- _Prompt 1_:
Using the Union dispatches below, answer these questions:
(a) Which place does Buell name as the only bridge over the Tennessee?
(b) According to McClellan, who arranged the subject of provisional governor?
(c) In the March 9 dispatch, where is the enemy said to still be?
- _Prompt 2_:
Decide whether each statement agrees with the Union dispatches below, and support each answer with the deciding words quoted from the dispatches.
(a) McClellan says he will meet Buell shortly.
(b) Halleck has agreed to meet Buell.
(c) Carter reports that the river cannot be crossed.

- _Document passage_:

***

Union correspondence, Etc.

March 7, 1862,
Col. Thomas A. Scott, Cairo :
Your dispatch just received. I cannot help him promptly in the positions in which I understand he is placing himself. You can judge of the time it will require to collect transports and reach him. Then to what extent am I to re-enforce him, if the enemy has the power to concentrate and re-enforce indefinitely Shall I not either fall short of what is necessary or else leave Nashville exposed t The enemy has the same facilities for re-enforcing on this side that he has on the other. If Halleck has based his movements on a reasonable estimate of what the enemy can do his proceedings may be right; otherwise they are wrong, if not hazardous. There is but one point, Florence, at which we can act centrally, and that I have advised him to seize and hold in force, if not too late. There is no other bridge over the Tennessee. You have seen enough to know that anything like concentrated action while we are on different sides of an impassable river is impossible. I have told Halleck that it is important for us to meet and understand these matters. Tell me, as well as you know, how he is situated.

D. C. Buell, Brigadier-General.

Washington, March 7, 1862.
General D. C. Buell, Brigadier-General, Commanding:
It will be impossible for me to meet you at present, but it is very advisable that you and General Halleck should meet as soon as possible. The subject of provisional governor was arranged by the President, and the decision is final. I think your dispatch advising against it arrived too late.

Geo. B. McCLELLAN, Major-General, Commanding.

March 9, 1862.
General McClellan, Washington :
Reports from Carter at Cumberland Ford. River impassable. Says the Gap has been re-enforced by three or four regiments, which is probably true. [612]

Halleck says he can't meet me. I have proposed plans to him, the first feature of which is that he seize and hold Florence, the only bridge across the Tennessee from there down. By that means we can act centrally and in any direction, and his communications be secured. At any rate I shall advance as soon as we get our transportation, now on the way. Enemy still at Shelbyville. Davis said to have been at Huntsville a few days ago. I shall make no detachments which will jeopardize Middle Tennessee and this place. Light-draught gunboats ought to be got up rapidly.

D. C. Buell, Brigadier-General.

***

- _Information shown_:
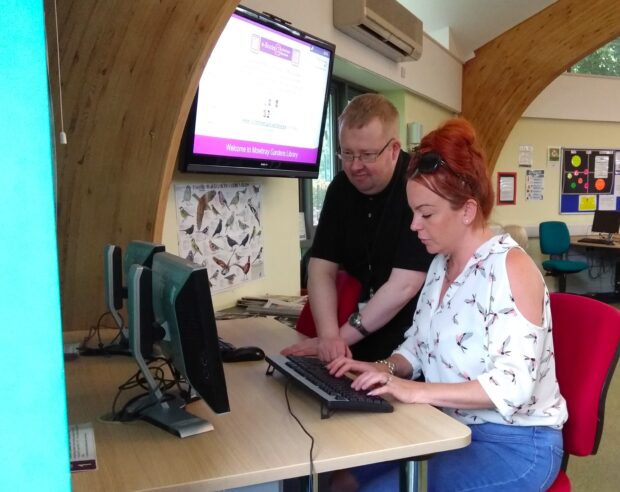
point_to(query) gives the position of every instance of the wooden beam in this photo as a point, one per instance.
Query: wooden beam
(130, 70)
(509, 72)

***

- _Full answer 1_:
(a) Florence
(b) The President
(c) Shelbyville

- _Full answer 2_:
(a) No: "It will be impossible for me to meet you at present"
(b) No: "Halleck says he can't meet me."
(c) Yes: "Reports from Carter at Cumberland Ford. River impassable."